◆ What is expected ◆
Establish the number of lines below that contain the string "outline". State that number alone.

══════════

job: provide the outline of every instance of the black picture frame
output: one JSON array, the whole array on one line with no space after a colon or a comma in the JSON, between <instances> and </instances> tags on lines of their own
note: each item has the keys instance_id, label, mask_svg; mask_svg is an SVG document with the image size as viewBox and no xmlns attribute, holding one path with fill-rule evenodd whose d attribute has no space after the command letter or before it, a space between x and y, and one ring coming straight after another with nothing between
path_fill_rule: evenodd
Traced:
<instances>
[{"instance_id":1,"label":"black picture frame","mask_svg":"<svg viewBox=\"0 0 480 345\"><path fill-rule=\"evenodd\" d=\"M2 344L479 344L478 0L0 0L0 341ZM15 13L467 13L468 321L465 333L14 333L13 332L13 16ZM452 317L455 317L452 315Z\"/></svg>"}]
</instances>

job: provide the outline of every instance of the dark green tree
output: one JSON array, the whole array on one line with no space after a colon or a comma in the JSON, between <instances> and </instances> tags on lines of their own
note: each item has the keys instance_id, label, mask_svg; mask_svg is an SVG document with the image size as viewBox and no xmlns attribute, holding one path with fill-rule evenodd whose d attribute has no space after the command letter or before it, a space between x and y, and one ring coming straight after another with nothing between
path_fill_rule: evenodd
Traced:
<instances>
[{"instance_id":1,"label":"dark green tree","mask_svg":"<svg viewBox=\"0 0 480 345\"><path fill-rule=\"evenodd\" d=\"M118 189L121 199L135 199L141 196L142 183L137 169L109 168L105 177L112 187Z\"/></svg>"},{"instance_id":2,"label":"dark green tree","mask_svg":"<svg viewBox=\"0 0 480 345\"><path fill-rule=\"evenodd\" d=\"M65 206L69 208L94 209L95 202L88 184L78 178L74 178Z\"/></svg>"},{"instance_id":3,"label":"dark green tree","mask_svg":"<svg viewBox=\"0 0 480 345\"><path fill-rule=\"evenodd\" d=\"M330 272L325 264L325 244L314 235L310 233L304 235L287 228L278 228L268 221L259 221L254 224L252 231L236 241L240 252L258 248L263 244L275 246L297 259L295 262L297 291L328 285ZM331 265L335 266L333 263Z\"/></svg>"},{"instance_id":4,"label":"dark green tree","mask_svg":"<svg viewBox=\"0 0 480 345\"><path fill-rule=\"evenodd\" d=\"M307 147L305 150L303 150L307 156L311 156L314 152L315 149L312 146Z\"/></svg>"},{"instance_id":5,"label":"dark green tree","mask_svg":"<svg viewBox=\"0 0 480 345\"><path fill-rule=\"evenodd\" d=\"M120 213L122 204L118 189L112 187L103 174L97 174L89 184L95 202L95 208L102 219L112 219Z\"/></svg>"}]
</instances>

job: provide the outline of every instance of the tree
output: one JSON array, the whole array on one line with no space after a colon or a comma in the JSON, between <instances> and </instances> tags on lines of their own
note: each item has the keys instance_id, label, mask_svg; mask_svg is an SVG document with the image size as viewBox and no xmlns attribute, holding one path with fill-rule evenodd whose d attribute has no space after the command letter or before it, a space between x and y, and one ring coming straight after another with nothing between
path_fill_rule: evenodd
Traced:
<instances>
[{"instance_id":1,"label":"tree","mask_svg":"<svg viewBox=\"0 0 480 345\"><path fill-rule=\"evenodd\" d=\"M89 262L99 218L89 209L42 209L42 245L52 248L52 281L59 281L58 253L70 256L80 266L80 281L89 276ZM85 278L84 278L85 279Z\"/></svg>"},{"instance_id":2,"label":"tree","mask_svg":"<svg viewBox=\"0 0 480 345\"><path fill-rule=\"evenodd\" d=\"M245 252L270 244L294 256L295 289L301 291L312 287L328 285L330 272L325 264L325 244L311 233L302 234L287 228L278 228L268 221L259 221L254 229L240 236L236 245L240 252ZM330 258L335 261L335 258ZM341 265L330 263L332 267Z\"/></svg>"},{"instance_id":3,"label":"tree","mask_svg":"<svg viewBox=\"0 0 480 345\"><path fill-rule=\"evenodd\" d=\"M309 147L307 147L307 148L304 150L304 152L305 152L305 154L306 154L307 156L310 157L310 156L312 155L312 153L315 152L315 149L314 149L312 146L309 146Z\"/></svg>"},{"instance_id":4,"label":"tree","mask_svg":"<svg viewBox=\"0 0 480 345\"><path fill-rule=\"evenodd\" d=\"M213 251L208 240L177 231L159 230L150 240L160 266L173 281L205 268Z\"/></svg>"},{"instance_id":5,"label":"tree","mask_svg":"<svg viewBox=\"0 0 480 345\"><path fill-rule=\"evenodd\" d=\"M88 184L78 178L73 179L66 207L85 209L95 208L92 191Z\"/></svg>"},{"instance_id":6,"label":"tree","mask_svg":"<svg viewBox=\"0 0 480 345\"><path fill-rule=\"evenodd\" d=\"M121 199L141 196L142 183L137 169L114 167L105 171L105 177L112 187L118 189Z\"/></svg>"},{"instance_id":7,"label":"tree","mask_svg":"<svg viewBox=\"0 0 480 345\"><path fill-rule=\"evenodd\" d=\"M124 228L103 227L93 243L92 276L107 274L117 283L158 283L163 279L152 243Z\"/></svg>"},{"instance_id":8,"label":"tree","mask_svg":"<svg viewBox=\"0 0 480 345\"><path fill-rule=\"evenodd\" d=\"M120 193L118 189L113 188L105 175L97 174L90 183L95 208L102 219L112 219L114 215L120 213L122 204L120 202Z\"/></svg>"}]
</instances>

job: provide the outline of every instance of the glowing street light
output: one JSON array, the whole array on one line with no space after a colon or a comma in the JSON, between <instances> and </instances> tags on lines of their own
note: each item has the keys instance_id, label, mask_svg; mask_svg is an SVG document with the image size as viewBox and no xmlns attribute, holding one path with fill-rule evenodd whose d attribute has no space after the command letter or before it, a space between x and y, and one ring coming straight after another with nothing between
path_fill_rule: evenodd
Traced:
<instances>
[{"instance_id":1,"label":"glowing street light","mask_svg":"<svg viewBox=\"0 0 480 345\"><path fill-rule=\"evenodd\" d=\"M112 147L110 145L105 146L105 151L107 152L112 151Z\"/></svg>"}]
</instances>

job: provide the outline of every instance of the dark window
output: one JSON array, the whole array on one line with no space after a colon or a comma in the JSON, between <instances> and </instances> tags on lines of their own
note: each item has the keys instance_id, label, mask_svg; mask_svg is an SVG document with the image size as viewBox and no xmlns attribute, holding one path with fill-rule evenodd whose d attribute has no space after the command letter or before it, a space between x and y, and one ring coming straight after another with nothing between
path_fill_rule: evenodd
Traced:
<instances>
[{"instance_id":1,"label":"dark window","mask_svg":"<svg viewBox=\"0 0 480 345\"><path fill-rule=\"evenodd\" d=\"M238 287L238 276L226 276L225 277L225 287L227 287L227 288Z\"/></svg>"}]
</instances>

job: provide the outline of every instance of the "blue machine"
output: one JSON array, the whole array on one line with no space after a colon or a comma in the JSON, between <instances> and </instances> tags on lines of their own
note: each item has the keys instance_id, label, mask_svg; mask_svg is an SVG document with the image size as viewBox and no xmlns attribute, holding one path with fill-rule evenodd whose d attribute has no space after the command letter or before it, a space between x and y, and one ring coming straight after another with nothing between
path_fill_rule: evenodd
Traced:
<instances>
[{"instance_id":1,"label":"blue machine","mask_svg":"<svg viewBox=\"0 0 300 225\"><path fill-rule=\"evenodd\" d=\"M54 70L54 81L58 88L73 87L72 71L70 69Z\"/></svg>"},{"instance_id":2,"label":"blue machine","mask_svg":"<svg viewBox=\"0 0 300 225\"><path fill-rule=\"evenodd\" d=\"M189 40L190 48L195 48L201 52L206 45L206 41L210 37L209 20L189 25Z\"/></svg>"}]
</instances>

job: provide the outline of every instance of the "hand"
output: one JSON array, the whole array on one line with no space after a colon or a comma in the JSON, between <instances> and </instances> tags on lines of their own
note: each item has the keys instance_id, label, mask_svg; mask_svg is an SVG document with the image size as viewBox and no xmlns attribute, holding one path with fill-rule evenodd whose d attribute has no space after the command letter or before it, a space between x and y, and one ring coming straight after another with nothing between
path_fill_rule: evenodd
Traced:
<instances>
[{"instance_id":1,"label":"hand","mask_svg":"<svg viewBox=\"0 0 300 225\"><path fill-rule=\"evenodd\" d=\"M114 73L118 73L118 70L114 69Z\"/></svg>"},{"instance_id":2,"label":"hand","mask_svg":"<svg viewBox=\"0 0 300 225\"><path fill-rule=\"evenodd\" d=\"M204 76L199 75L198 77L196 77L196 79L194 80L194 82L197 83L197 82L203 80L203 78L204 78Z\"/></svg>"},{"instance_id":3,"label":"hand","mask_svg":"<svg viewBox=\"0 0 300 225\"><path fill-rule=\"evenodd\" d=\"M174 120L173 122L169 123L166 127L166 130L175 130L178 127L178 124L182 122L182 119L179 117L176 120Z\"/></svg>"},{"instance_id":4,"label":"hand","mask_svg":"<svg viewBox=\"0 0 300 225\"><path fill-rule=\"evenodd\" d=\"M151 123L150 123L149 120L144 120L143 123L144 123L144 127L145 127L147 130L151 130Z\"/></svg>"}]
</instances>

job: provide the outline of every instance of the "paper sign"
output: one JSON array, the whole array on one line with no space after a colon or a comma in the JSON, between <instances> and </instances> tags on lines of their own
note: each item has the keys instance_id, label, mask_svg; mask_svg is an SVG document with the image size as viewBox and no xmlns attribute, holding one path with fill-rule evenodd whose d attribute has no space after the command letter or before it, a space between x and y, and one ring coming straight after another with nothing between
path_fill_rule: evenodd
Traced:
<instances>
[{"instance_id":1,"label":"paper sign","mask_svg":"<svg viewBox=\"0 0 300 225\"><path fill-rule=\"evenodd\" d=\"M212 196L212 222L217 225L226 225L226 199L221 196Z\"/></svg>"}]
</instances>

══════════

◆ Your response ◆
8